Entries pointing to named objects
----------------------------------------

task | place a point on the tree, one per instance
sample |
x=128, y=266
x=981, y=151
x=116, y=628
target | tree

----------------------------------------

Rewrite the records with "instance" swapped for "occurrence", leaving everything else the same.

task | place a point on the tree, one per occurrence
sample |
x=128, y=266
x=981, y=151
x=116, y=628
target | tree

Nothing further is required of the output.